____ Supplied passage
How to Raise Creative Kids (Without Buying More Craft Supplies)

Creativity isn't about glitter and pipe cleaners. It's about how your kids think. Here's how to nurture it through everyday life, no Pinterest projects required.

Part of Creativity & Maker Activities for Kids: Hands-On Learning That Sticks

Amelie
Amelie · B.Ed, M.EdJanuary 24, 2026
SaveThe whole family dressed as wrapped Christmas presents, costumes made entirely from wrapping paper and cardboard
  1. 1What creativity actually is (and isn’t)
  2. 2Why craft kits won’t get you there
  3. 37 ways to grow creative thinkers (no supplies needed)
  4. 4The creativity killers (we’re all guilty of some)
  5. 5What this looks like in real life
  6. 6Creativity is a life skill, not a hobby
  7. 7Frequently asked questions

In short

Raising creative children means nurturing divergent thinking, problem-solving, and imagination through everyday experiences, not craft kits or structured art projects. Creativity is a skill that develops when kids have unstructured time, open-ended materials, real problems to solve, and the freedom to fail and try again.

I used to think creative kids were the ones who drew well. The ones who made things that looked good on a fridge door. Then I became a parent and realised I had it completely backwards.
________
* Written exercise *
In the article on raising creative kids, what is creativity about, if not glitter and pipe cleaners?
____ Information provided
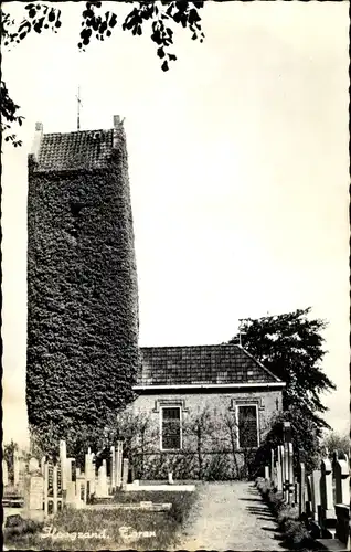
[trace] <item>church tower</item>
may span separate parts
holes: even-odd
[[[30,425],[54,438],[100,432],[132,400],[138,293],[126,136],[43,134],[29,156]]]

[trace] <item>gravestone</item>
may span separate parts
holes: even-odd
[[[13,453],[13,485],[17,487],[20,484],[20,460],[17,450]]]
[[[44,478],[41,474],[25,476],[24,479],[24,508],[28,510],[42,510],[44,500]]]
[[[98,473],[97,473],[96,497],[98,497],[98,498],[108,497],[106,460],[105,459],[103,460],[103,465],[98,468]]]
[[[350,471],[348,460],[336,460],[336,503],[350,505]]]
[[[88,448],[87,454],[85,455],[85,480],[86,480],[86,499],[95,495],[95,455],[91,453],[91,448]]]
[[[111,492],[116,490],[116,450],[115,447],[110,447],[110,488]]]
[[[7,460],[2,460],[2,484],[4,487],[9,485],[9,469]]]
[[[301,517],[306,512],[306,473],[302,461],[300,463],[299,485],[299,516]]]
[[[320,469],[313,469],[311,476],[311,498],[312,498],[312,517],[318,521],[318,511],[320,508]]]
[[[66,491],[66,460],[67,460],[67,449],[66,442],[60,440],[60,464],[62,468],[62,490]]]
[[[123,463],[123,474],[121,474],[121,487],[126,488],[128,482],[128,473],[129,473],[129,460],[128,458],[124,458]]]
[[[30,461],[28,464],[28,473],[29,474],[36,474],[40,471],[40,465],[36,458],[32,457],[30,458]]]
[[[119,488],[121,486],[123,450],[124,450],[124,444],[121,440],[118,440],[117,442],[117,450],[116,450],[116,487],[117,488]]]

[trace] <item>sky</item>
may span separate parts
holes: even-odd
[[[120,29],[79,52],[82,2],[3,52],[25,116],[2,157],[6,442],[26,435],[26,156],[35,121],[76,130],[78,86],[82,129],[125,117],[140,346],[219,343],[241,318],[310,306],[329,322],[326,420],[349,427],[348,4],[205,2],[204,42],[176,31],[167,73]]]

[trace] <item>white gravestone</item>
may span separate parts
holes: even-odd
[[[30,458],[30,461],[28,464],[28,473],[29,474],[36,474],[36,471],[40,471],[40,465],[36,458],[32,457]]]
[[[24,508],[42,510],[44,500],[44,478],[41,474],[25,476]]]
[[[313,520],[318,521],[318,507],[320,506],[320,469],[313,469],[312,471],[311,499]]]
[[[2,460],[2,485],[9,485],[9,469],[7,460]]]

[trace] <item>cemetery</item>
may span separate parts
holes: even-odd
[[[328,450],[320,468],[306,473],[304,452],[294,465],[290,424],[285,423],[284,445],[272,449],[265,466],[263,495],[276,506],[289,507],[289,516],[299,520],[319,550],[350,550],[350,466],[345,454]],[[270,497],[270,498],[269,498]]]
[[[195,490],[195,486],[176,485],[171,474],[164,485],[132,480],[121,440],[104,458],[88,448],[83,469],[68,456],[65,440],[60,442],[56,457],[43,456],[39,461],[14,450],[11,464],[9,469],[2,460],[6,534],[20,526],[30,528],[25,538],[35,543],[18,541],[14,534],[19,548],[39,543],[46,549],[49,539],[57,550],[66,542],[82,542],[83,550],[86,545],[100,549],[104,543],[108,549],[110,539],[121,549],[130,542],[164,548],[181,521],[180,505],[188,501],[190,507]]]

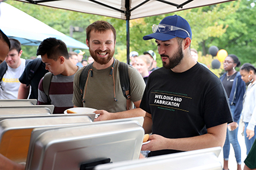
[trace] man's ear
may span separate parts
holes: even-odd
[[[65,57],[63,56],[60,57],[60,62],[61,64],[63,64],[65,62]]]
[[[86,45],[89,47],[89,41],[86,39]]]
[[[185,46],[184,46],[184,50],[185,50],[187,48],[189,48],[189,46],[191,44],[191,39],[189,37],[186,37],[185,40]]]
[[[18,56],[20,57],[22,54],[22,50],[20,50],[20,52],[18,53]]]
________
____ Information provided
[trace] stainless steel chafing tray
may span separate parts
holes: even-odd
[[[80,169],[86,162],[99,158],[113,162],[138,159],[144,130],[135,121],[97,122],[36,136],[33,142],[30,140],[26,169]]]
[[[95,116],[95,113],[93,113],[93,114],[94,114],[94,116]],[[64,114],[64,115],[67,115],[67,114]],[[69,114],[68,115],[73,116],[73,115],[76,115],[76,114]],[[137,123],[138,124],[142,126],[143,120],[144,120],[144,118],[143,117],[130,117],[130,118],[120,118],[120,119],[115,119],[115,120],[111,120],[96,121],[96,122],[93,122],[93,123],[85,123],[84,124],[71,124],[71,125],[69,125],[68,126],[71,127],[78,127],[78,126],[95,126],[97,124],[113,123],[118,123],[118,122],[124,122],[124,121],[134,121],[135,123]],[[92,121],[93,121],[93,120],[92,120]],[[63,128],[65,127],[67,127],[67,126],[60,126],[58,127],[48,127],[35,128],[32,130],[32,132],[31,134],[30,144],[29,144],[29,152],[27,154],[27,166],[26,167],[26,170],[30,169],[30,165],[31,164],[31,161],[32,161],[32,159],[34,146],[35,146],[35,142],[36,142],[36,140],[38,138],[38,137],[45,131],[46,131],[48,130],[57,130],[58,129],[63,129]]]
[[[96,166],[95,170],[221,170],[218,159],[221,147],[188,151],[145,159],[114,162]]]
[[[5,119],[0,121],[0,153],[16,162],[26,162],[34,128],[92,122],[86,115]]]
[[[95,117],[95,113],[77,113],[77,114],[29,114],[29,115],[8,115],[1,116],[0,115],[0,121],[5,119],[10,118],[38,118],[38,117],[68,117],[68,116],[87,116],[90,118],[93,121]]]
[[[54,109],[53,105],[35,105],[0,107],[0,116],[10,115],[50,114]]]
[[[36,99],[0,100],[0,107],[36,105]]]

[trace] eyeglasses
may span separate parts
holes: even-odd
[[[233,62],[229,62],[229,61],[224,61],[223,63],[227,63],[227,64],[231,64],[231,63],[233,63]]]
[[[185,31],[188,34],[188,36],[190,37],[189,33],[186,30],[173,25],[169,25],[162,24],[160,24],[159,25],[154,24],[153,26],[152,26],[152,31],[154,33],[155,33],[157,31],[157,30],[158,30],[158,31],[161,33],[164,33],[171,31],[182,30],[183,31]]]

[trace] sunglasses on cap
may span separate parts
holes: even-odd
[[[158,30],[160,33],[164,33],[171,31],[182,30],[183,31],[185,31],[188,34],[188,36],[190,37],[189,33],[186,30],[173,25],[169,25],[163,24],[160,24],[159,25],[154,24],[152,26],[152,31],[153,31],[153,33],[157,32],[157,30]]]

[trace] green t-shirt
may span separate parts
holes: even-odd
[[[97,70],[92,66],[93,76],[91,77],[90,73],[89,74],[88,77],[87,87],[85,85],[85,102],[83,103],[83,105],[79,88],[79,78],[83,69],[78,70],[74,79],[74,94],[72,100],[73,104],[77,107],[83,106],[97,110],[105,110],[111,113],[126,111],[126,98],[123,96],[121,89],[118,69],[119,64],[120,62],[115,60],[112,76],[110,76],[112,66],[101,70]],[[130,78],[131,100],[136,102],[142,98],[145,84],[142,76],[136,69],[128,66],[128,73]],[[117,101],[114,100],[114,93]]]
________
* The output *
How your kids think.